L’optimisme et le pessimisme, dispositions d’esprit opposées, relèvent du tempérament de chacun, non de l’intelligence. L’optimiste voit le bon côté des choses tandis que le pessimiste estime que tout va très mal et que le pire est certain.

L’optimisme caractérise l’homme d’action. Un entrepreneur ne ferait rien s’il n’espérait la réussite de son affaire. A moins qu’il ne livre une bataille pour l’honneur, un général pense qu’il vaincra.

Le pessimiste, lui, est plutôt contemplatif et conservateur. Il vise à préserver ce qu’il a, car l’aventure n’apporterait que des déconvenues.

Le ministre François Guizot disait: Le monde appartient aux optimistes, les pessimistes ne sont que des spectateurs.

§ **LISTE FOURNIE**:
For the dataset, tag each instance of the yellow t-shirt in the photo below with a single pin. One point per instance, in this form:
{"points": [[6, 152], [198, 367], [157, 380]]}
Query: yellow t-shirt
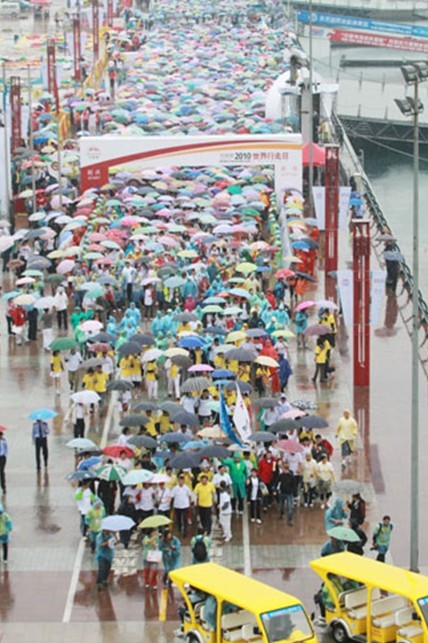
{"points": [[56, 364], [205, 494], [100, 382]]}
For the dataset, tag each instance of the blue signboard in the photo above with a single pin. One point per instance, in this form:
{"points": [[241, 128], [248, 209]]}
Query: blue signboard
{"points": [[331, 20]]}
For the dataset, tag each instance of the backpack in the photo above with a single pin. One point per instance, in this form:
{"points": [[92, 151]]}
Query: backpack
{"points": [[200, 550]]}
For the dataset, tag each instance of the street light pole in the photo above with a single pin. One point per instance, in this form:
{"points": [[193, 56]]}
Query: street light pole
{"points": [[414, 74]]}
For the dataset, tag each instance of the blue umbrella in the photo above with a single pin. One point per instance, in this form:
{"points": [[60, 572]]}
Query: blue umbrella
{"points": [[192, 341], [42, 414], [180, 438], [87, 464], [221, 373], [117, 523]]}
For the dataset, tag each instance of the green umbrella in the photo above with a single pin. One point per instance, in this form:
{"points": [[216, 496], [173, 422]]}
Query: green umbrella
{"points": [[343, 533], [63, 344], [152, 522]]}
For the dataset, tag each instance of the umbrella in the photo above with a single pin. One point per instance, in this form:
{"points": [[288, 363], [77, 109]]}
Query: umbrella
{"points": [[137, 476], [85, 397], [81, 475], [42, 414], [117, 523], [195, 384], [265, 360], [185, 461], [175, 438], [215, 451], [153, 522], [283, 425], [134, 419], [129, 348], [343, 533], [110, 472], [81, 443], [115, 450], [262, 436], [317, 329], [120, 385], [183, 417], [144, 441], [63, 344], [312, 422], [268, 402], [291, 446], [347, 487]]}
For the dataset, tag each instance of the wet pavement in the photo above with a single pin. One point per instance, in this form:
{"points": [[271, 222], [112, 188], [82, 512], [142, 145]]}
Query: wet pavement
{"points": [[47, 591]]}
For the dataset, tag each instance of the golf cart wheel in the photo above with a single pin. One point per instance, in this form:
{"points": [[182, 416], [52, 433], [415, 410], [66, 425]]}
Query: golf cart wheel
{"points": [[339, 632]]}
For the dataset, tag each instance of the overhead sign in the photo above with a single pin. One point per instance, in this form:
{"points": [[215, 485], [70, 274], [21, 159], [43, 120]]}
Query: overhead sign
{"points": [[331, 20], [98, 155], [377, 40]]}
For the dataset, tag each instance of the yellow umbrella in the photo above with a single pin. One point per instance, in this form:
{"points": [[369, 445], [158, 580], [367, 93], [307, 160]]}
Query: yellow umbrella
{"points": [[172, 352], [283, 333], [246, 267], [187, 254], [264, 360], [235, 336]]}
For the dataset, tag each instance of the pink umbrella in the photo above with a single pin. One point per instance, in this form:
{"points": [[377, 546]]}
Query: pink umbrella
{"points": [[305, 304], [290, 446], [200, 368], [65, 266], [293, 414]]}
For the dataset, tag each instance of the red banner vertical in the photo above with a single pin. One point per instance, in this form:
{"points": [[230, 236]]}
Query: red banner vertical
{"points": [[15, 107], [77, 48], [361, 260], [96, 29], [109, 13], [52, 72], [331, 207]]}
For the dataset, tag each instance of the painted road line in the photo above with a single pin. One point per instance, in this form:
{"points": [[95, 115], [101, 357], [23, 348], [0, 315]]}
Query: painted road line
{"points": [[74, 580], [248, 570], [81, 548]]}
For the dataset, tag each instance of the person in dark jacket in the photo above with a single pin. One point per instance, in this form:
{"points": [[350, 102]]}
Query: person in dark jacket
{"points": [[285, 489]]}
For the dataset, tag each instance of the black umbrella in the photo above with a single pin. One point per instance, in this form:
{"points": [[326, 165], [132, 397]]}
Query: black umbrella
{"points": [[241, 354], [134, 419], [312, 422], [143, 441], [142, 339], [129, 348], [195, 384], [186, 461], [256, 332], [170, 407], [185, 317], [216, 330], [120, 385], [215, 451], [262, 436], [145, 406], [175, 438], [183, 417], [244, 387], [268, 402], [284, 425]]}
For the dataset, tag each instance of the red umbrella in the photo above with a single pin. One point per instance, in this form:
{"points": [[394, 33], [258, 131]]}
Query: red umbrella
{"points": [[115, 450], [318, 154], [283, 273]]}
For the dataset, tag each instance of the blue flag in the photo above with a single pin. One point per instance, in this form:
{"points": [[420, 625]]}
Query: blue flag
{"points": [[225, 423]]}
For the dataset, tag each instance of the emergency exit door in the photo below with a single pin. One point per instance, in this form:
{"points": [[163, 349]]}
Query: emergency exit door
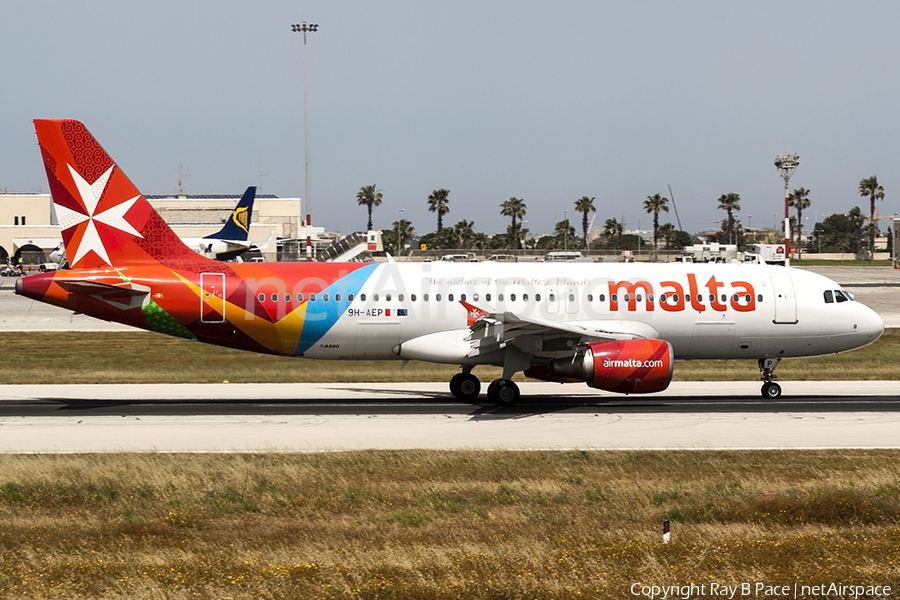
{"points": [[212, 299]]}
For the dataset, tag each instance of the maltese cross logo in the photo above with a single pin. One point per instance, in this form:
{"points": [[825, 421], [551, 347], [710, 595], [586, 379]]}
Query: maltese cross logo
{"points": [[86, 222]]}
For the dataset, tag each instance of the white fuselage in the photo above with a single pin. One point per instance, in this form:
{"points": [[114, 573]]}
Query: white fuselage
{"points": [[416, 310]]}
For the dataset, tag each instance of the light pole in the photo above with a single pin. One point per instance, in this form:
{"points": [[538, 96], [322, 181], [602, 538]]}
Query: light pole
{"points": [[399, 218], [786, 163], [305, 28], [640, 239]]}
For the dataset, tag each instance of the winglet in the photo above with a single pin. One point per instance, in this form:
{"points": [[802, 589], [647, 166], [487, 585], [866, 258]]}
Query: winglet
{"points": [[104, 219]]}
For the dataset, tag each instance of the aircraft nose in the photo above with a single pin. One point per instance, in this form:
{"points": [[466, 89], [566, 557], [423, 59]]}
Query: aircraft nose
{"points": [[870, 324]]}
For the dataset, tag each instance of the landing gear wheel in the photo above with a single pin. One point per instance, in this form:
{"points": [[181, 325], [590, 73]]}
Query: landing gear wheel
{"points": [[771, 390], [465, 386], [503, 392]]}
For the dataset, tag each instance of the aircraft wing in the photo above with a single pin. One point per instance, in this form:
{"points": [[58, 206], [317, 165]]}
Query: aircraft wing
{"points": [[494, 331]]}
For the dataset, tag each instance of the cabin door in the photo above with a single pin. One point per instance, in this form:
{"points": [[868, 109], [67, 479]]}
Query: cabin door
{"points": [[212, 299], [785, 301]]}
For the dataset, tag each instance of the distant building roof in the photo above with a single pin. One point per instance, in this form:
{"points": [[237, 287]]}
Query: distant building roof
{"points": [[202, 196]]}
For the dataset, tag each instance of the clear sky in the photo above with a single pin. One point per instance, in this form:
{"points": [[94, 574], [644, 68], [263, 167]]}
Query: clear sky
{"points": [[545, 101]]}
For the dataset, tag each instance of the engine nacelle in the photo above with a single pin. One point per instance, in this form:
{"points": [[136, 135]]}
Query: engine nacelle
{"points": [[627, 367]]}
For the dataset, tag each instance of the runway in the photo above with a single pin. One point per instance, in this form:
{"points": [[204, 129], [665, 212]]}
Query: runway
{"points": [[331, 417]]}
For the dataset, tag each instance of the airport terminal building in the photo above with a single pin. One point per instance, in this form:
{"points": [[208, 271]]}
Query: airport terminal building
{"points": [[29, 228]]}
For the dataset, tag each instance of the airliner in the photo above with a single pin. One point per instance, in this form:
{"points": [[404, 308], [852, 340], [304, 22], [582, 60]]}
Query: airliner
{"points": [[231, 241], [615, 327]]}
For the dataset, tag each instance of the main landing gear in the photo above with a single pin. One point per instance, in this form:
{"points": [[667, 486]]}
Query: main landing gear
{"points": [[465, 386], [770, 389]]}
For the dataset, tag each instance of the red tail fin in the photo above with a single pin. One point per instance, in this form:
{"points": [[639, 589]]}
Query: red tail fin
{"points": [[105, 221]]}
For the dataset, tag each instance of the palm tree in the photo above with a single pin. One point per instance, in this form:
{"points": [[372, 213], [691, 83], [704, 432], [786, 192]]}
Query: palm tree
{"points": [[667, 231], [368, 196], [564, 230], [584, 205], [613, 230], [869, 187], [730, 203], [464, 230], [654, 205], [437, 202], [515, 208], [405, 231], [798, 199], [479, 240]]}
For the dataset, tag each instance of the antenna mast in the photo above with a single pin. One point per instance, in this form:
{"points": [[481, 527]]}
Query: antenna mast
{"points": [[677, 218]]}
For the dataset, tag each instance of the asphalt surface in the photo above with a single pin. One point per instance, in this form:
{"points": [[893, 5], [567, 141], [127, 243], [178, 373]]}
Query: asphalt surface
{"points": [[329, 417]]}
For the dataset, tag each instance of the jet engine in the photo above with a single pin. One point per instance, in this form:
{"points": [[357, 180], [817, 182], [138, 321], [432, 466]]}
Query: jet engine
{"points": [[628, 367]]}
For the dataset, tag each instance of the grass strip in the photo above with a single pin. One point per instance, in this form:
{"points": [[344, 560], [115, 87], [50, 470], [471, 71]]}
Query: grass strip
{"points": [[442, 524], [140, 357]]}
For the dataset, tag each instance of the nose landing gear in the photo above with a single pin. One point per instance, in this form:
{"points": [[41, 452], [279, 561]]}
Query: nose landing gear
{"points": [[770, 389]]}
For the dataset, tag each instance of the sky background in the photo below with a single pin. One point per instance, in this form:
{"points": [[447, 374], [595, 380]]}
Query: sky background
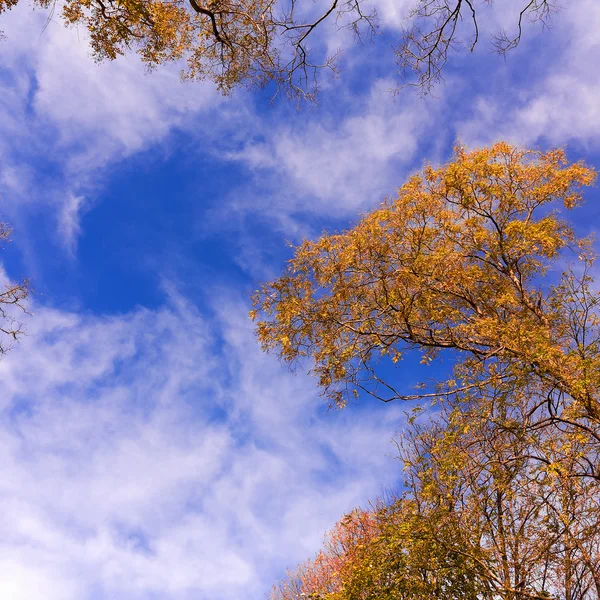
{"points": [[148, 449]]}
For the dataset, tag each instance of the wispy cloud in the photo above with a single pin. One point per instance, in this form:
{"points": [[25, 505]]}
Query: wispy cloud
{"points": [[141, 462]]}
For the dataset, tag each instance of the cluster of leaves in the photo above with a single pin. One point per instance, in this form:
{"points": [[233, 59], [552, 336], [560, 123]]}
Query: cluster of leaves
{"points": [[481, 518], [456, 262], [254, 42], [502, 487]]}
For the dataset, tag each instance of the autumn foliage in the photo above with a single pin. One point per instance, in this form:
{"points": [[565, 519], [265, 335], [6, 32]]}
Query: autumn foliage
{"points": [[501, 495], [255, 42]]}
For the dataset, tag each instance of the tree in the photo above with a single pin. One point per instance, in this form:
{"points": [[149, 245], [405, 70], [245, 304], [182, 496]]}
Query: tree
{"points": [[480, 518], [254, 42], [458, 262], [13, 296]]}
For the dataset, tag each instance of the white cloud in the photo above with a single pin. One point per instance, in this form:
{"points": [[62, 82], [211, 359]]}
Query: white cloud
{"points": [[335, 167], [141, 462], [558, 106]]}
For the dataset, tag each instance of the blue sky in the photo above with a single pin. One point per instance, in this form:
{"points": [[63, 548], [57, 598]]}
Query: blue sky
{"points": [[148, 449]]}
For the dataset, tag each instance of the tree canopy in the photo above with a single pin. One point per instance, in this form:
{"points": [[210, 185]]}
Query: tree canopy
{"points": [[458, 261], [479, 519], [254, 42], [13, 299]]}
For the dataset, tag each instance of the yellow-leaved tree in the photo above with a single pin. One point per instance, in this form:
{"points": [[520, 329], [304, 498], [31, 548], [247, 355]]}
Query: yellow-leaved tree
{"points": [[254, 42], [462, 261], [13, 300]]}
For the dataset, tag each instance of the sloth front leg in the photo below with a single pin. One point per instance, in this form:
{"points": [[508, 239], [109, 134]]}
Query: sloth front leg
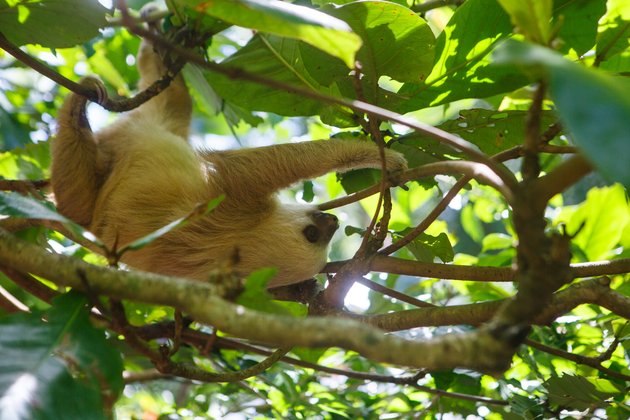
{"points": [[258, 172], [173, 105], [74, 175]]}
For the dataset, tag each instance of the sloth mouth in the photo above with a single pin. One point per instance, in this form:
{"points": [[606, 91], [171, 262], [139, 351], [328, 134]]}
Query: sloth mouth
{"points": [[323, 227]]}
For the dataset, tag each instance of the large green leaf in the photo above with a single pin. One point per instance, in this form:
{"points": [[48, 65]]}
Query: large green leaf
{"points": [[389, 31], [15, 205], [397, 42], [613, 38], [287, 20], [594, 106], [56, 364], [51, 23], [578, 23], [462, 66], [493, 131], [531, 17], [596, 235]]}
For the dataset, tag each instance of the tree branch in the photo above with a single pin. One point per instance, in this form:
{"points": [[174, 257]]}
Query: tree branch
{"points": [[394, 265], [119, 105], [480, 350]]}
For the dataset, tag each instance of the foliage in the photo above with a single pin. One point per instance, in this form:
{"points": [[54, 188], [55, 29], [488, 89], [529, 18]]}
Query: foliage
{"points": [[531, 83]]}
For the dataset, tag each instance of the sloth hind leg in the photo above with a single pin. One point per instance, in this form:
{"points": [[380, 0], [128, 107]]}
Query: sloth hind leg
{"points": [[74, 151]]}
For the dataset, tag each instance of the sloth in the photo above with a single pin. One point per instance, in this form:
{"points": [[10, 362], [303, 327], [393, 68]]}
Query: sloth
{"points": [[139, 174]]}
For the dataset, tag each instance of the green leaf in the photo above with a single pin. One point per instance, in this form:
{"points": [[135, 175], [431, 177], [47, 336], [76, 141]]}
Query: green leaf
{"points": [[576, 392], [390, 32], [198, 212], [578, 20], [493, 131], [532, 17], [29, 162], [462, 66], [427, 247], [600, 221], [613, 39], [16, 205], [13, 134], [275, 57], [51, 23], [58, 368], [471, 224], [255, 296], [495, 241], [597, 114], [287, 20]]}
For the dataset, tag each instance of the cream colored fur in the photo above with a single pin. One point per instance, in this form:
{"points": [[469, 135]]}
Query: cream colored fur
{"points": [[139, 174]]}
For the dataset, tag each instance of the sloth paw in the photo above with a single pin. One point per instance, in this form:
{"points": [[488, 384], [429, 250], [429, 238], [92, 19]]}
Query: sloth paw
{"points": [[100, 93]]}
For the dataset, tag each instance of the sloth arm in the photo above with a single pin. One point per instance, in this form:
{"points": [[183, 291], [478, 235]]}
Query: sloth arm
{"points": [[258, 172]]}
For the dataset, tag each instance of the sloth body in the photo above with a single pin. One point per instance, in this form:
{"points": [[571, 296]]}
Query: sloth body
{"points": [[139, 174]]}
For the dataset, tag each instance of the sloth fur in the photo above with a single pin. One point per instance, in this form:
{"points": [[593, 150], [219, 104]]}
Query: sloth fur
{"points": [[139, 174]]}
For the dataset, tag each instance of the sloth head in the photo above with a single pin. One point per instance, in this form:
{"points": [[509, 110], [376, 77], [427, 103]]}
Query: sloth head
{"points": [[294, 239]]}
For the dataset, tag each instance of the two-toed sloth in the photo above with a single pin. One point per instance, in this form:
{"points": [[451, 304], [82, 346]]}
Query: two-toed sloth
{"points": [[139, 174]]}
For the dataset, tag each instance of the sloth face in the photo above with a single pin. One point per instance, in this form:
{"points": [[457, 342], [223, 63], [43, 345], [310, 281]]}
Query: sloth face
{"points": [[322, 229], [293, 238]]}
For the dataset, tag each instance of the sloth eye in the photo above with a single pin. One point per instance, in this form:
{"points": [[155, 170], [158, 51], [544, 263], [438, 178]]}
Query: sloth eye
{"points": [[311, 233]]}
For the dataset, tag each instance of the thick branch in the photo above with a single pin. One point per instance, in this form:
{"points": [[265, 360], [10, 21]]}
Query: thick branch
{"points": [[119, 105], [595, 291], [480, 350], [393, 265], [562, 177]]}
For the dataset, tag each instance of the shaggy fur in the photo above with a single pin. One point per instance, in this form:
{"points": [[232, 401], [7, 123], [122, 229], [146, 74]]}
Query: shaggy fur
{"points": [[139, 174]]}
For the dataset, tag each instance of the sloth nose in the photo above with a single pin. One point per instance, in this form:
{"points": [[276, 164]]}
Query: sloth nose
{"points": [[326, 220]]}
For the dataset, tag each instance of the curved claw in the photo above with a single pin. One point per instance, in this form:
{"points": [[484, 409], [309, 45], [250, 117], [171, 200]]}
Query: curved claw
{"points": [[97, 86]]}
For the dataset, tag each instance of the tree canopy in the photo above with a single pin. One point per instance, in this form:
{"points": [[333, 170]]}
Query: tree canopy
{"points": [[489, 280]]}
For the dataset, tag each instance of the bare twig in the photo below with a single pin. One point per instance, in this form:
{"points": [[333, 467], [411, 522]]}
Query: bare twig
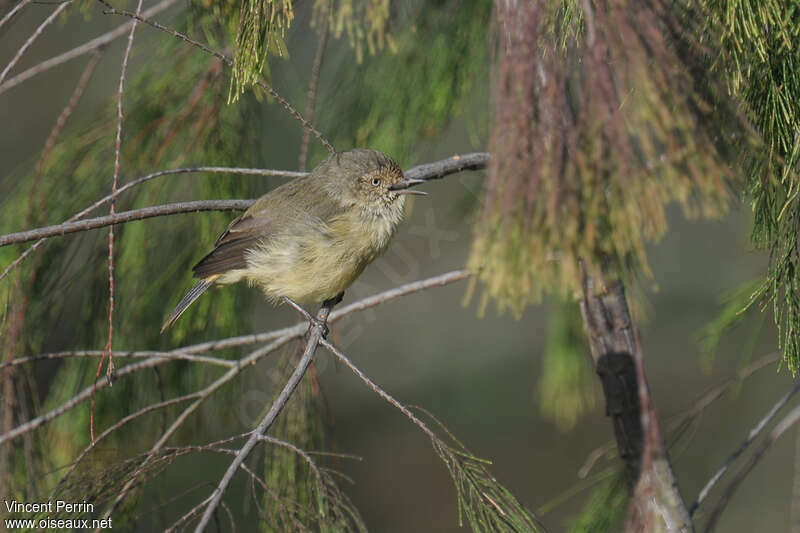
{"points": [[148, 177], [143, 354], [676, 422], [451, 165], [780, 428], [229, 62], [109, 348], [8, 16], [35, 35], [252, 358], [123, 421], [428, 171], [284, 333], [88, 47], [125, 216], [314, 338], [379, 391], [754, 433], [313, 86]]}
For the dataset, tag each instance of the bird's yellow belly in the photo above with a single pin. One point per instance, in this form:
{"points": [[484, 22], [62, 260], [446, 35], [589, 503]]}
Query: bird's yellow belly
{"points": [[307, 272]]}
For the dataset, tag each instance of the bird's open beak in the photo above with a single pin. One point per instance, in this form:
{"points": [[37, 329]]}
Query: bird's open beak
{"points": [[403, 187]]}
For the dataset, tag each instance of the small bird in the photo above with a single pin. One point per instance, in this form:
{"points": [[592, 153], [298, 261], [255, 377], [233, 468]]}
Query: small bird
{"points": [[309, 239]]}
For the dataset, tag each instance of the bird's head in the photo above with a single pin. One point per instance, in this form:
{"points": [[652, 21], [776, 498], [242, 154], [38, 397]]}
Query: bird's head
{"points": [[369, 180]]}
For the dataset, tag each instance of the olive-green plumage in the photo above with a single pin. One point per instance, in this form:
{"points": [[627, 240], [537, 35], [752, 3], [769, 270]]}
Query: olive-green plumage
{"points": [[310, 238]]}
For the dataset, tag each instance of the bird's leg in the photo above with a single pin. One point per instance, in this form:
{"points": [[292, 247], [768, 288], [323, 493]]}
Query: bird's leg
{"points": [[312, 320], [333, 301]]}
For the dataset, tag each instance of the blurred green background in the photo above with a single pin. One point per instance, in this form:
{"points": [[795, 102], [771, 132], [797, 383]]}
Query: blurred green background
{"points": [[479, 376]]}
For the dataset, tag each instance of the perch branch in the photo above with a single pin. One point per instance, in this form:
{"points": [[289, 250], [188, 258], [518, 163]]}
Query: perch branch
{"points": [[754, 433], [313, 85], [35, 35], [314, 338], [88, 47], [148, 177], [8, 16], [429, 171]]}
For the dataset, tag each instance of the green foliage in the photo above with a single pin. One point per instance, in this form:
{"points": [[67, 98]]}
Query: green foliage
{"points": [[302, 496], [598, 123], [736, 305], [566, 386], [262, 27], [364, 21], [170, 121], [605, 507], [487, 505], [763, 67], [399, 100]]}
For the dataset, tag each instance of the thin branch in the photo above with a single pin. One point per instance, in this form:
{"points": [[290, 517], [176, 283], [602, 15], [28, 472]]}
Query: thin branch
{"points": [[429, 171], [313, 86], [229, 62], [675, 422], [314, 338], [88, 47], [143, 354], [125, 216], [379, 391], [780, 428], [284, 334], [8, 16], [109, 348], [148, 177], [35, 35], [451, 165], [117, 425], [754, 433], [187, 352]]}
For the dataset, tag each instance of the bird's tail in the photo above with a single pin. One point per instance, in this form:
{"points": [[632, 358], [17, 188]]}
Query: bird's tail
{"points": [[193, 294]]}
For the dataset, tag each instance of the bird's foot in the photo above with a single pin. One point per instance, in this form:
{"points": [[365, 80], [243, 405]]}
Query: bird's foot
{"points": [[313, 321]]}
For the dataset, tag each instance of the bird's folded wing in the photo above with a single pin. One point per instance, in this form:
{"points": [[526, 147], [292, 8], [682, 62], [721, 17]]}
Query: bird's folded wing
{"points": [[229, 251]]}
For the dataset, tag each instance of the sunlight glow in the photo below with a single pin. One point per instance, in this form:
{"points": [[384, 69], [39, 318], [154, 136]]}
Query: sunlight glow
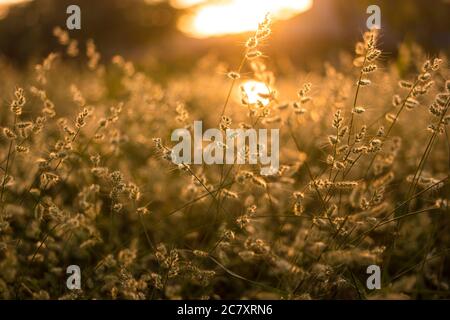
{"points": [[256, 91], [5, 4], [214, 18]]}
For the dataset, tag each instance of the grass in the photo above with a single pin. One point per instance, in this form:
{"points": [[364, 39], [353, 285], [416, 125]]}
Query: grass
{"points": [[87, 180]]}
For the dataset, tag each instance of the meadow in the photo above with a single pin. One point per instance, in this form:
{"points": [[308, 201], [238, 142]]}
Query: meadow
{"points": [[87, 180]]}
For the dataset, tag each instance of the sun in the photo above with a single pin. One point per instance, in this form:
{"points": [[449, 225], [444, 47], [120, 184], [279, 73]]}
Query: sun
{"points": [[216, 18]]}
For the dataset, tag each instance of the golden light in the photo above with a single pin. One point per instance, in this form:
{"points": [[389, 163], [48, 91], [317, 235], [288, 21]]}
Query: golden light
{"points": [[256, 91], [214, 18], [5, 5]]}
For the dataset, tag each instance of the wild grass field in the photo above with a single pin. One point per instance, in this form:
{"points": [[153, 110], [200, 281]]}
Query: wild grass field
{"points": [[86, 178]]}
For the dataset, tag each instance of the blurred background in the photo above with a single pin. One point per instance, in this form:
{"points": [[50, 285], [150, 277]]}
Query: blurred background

§ **CONSIGNES**:
A – Quelles figures le texte sur l'optimisme et le pessimisme donne-t-il en exemple d'optimisme ? Citez-les toutes.
B – Poursuivez le texte sur l'optimisme et le pessimisme après la citation de François Guizot.
La liste provient d'une autre source que le texte.

§ **RÉSULTATS ATTENDUS**:
A – L'homme d'action, un entrepreneur, un général

B –
La lucidité – voir et comprendre les événements avec clarté et justesse – n’est pas donnée à tout le monde, ce qui fait dire à Georges Bernanos que le pessimiste et l’optimiste s’accordent à ne pas voir les choses telles qu’elles sont. L’optimiste est un imbécile heureux, le pessimiste un imbécile malheureux. Quant à Paul Valéry, il laisse entendre que le pessimiste et l’optimiste ne s’opposent que sur ce qui n’est pas.

Attardons-nous sur Paul Valéry, esprit lucide.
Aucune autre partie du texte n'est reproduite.